* [Your instructions] Please rewrite the rows from the line with "Reviewer note: confirm that each instance of the grassy" up to and including the line with "[(108, 168), (259, 171)]", swapping "keypoint" for "marker" and leaving everything else unchanged.

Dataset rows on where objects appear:

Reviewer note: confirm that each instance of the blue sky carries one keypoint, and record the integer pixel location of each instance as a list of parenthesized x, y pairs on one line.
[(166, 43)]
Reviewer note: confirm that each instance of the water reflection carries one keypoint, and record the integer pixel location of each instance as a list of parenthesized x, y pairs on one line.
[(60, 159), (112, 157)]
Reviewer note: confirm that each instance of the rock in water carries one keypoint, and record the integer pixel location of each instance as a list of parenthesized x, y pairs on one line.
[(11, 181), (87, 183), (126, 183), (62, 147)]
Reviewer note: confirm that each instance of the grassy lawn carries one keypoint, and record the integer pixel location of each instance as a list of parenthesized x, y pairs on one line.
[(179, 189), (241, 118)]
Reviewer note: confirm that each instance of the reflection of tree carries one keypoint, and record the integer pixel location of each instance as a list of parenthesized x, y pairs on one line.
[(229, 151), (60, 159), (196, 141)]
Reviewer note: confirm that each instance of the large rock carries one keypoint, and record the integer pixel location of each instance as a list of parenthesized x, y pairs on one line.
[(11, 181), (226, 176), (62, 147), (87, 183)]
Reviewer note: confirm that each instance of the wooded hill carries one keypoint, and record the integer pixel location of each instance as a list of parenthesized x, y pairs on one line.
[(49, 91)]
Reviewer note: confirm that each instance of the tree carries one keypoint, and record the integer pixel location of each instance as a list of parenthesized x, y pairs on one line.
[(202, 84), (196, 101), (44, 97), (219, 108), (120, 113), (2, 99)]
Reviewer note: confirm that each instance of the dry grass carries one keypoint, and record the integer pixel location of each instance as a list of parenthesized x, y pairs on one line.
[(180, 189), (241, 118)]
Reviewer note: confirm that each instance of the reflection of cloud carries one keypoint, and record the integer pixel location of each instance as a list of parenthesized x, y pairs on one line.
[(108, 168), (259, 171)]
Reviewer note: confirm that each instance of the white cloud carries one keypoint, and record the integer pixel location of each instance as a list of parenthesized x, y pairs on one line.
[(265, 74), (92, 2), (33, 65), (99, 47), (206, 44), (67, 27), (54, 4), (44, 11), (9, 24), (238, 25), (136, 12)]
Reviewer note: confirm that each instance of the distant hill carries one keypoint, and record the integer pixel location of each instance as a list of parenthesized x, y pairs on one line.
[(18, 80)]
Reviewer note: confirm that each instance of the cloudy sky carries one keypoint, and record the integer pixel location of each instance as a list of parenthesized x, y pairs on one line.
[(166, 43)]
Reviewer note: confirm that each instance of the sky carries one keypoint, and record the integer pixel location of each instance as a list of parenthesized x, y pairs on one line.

* [Task solution]
Reviewer note: confirm that each instance of the grassy lawn carries one marker, and record the integer pixel location of each instance as a list of parenthesized x, y pairs on one line.
[(179, 189), (241, 118)]
Reviewer note: confirm that each instance of the reflection of tree carries one marker, and record the integer pixel location of each instance as a list of parenthesized x, y pairs on one line.
[(229, 151), (60, 159), (196, 141)]
Reviewer note: confirm that each instance of the large rock carries one marker, and record the integer pixel location of each instance as a list of parenthesized x, y pairs on one line.
[(11, 181), (226, 176), (62, 147), (87, 183)]
Reviewer note: confirm that each instance of the wooded hill carries one marker, and record the integer pixel location of each instance as a list of parenthesized x, y pairs on one line.
[(49, 91)]
Reviewer note: confirm that each instance of the tree carries one marker, and record the integer pixel location of each instance as a list of parenthesized x, y pairs on one line.
[(202, 84), (196, 101), (44, 97), (219, 108), (120, 113), (2, 99)]
Reviewer note: confirm that each instance of the dry grass carries one marker, and record the integer pixel location of each instance as a list of parenthesized x, y pairs on one line.
[(180, 189), (241, 118)]
Reviewer note: confirm that each instance of the reflection of cloud carries one marker, and record the integer pixel location of each instance as a list of parenthesized x, y pairs on one line.
[(108, 168), (259, 171)]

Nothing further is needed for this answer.